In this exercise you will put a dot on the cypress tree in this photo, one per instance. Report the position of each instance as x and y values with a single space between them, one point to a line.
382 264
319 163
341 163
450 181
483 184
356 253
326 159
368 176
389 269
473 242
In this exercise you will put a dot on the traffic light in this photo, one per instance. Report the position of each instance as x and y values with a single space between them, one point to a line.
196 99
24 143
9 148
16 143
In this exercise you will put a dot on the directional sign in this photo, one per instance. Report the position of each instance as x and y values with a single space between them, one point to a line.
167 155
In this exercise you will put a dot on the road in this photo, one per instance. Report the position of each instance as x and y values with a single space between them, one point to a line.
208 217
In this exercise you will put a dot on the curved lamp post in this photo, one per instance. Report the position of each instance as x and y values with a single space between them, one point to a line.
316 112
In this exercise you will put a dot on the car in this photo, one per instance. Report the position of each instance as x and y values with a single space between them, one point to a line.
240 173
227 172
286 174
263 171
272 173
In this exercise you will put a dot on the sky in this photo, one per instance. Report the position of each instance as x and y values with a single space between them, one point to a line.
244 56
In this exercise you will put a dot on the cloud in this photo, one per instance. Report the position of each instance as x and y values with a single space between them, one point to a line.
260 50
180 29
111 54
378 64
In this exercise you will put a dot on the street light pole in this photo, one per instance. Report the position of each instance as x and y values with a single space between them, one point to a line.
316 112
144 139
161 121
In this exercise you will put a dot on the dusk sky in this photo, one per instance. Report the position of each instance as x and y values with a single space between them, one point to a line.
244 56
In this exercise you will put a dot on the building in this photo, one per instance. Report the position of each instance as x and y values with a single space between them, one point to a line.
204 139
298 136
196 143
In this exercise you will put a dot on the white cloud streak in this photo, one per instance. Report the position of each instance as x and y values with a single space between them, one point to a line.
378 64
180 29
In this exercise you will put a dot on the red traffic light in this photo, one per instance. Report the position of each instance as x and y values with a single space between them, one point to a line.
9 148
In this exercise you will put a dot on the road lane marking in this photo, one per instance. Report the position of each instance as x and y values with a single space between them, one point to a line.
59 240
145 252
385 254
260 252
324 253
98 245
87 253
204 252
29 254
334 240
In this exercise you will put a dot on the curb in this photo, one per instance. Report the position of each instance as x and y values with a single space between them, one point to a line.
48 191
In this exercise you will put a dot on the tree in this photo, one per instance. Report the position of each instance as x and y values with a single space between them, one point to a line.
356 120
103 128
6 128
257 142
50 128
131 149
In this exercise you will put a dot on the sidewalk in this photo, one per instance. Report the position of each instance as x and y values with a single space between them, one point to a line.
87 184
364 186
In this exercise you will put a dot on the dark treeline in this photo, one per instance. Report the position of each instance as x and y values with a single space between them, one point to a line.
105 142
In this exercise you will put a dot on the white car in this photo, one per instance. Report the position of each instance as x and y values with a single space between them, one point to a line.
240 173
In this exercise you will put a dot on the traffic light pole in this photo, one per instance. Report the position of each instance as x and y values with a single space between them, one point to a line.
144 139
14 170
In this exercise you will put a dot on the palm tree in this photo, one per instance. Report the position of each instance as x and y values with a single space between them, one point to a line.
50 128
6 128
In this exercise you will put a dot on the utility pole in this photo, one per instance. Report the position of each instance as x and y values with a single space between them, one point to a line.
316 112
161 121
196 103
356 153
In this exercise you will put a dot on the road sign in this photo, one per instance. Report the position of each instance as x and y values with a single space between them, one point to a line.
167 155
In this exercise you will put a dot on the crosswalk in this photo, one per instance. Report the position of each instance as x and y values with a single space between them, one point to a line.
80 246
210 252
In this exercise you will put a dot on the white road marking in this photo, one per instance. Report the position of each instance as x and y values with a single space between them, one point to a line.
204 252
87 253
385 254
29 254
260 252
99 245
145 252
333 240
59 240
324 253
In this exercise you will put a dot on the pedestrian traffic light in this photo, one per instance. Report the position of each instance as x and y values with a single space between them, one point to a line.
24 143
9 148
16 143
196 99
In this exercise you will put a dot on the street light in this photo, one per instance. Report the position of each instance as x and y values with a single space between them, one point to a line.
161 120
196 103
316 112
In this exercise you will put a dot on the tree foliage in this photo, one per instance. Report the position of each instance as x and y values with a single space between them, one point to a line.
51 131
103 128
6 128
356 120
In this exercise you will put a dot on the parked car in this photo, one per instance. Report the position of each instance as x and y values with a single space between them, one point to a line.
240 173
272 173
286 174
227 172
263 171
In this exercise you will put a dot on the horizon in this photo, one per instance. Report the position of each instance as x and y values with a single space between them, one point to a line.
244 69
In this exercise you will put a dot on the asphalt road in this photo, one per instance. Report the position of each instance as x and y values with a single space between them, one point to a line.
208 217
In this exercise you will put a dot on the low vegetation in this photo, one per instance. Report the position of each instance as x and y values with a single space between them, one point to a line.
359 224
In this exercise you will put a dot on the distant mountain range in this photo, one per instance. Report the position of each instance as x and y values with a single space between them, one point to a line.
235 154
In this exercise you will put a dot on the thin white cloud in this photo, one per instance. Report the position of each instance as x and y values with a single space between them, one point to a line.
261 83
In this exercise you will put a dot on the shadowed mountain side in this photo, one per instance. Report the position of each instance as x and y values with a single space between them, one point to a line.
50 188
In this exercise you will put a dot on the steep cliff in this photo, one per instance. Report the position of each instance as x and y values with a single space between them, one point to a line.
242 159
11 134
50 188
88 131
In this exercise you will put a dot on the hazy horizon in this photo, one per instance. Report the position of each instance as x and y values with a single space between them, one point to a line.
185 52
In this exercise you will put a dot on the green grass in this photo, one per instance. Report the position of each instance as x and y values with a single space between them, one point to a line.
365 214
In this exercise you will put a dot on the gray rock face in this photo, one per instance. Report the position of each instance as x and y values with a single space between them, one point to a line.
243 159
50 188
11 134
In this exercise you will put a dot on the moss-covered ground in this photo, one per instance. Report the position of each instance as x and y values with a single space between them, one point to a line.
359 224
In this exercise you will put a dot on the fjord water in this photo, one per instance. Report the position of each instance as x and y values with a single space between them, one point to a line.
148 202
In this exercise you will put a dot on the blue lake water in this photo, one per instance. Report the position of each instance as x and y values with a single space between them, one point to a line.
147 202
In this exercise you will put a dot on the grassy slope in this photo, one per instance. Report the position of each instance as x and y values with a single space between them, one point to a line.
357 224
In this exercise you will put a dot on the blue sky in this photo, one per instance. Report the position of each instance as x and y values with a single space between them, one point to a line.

-------

[Your objective]
Quote all the records. Keep every word exact.

[Task output]
In this exercise you will put a dot on the cypress tree in this photo, one per instance. Report the position of each instance as x and y values with a single space between them, one point to a line.
382 264
319 163
341 163
450 181
483 184
356 253
326 159
368 176
389 269
473 242
In this exercise you will put a dot on the traffic light in this photo, one per instance. Report the position of each instance as x and y values with a single space between them, one point to a line.
196 99
24 143
9 148
16 143
In this exercise you will put a dot on the directional sign in this photo, one per instance. Report the position of each instance as x and y values with a single space between them, one point to a line.
167 155
In this exercise you will put a dot on the road in this photo, one per instance. Report the position of each instance as x and y values with a single space between them, one point to a line.
208 217
In this exercise you will put a dot on the curved lamp post in this photo, one per instance. Report the position of each instance as x and y values with a single space between them, one point to a line.
316 112
In this exercise you will put a dot on the car in this photo, one per instance. Report the position of each instance as x and y values with a single space between them, one point to a line.
240 173
227 172
286 174
263 171
272 173
In this exercise you will put a dot on the sky in this photo, one per instance. Report the position of each instance as x and y values with a single space between them, one point to a line.
244 56
In this exercise you will put a dot on the cloud in this photo, one per instance. Report the position of each instance as x and y values with a single space between them, one point to a line.
260 50
180 29
111 54
378 64
In this exercise you will put a dot on the street light pole in this photo, one per instance. Report the position of each instance as x and y values with a single space between them, one point to a line.
316 112
144 139
161 121
In this exercise you will put a dot on the dusk sky in this photo, one per instance. Report the position of each instance as x and y values with a single space between them, one point to a line.
244 56
In this exercise you will put a dot on the building in this photo, one per instance. Report the position of each instance as x and y values with a single space between them, one point to a line.
204 139
298 136
196 143
In this exercise you will put a dot on the white cloud streak in this photo, one per instance. Report the position of each instance as x and y values with a single space between them, one point to a line.
378 64
180 29
In this exercise you will put a dot on the red traffic light in this photo, one per instance. Report the position of each instance as x and y values with a single space between them, one point to a line.
9 148
In this exercise you will put a dot on the road lane marking in this photo, one per instance. Report the position of each instance as x and y values with a single space between them, one point to a line.
59 240
145 252
385 254
260 252
324 253
98 245
87 253
204 252
29 254
334 240
In this exercise you will put a dot on the curb in this photo, one per instance. Report the position of each instance as x and y values with a single space between them, one point to a line.
48 191
In this exercise you will put a dot on the tree in this photo, one per instance. Report the position of each instance as x and y values with a single space between them, one point to a line.
356 120
103 128
6 128
257 142
50 128
131 149
In this exercise you will put a dot on the sidewalk in this photo, one per instance. Report the position of each instance as x and y values with a single space between them, one point to a line.
87 184
364 186
In this exercise you will put a dot on the dark treeline in this photo, one per instance. Report the position of each instance as x and y values with a single space between them, one point to a line.
105 142
In this exercise you will put a dot on the white car in this photo, one per instance. Report the position of each instance as x and y values with a single space between them, one point to a line.
240 173
In this exercise you will put a dot on the traffic light pole in this photo, one per instance. Report the position of each instance as x and y values with a single space between them, one point to a line.
144 139
14 170
In this exercise you will put a dot on the palm tree in this photo, one per instance. Report the position of each instance as x and y values with a single space between them, one point to a line.
50 128
6 128
In this exercise you will put a dot on the utility pole in this photo, one per instance. Report the position of each instance as x and y values with a single space between them, one point to a line.
316 112
161 121
196 103
356 153
In this exercise you will put a dot on the road sign in this photo, one per instance. Report the position of each instance as x and y values with a single space between them, one point to a line.
167 155
In this exercise you will put a dot on the crosswalk in this photo, one per instance. Report the position of each instance as x and y values with a single space between them, one point to a line.
80 246
210 252
In this exercise you will put a dot on the white road marking in this photo, one per instance. Report the position of each instance as x and y values with a single space between them, one point to a line.
204 252
87 253
385 254
29 254
260 252
99 245
145 252
333 240
59 240
324 253
In this exercise you will put a dot on the pedestrian traffic light in this photo, one per instance. Report the position of each instance as x and y values with a single space between them, one point to a line.
24 143
9 148
16 143
196 99
In this exercise you will put a dot on the street light in this photo, one per instance. Report the position of each instance as x and y values with a single space between them, one point to a line.
161 120
196 103
316 112
In this exercise you will put a dot on the tree foliage in this photo, one per instance. Report the position of each instance as x and y values with a single space between them, one point to a line.
51 131
103 128
6 128
356 120
In this exercise you will put a dot on the parked car in this photo, one per instance. Report the position of each instance as x and y values with a single space between them, one point to a line.
240 173
272 173
286 174
227 172
263 171
In this exercise you will put a dot on the horizon in this photo, one per instance. Report the position of each instance as x and y values with a single space between them, one point to a line.
244 69
In this exercise you will put a dot on the asphalt road in this photo, one per instance. Report the position of each instance as x and y values with a single space between them, one point to a line.
208 217
In this exercise you will put a dot on the low vegetation in this photo, one per instance. Report the position of each instance as x and y values with a single space between them, one point to a line.
359 224
In this exercise you will put a dot on the distant mountain range in this photo, one per instance. Report the position of each instance as x and y values with a single space between them, one point to a line.
235 154
In this exercise you will put a dot on the thin white cloud in this photo, one per instance. Report the position of each instance as x and y values with a single space between them, one point to a line.
261 83
In this exercise you will put a dot on the shadowed mountain side in this photo, one per instance. Report the position of each instance as x and y values with a single space between them, one point to a line.
50 188
In this exercise you will put a dot on the steep cliff in this photo, one per instance. Report the position of each instance as x and y values with a single space between them, one point to a line.
242 159
11 134
50 188
88 131
In this exercise you will put a dot on the hazy horizon in this photo, one per instance. Report the position of each instance as x and y values with a single space between them, one point to a line.
185 52
In this exercise you will put a dot on the green grass in this photo, one per instance. Report the position of each instance as x and y values with a single space between them, one point to a line.
365 214
In this exercise you will put a dot on the gray rock face in this photo, one per instance. Report the position of each instance as x and y values with a single space between them, one point to a line.
243 159
50 188
11 134
In this exercise you will put a dot on the moss-covered ground in this photo, one per instance. Report the position of each instance as x and y values with a single space between them, one point to a line.
359 224
In this exercise you will put a dot on the fjord water in this photo, one per instance. Report the position of each instance as x and y values with a single space between them, one point to a line.
148 202
In this exercise you will put a dot on the blue lake water in this photo, one per instance. Report the position of each instance as x and y values with a single space between them, one point to a line.
147 202
In this exercise you will put a dot on the grassy slope in this photo, one per instance. Report the position of each instance as x and y values with a single space between them, one point to a line.
357 224
In this exercise you will put a dot on the blue sky in this photo, one per instance. Report the position of each instance as x and y values with a single space between them, one point to a line.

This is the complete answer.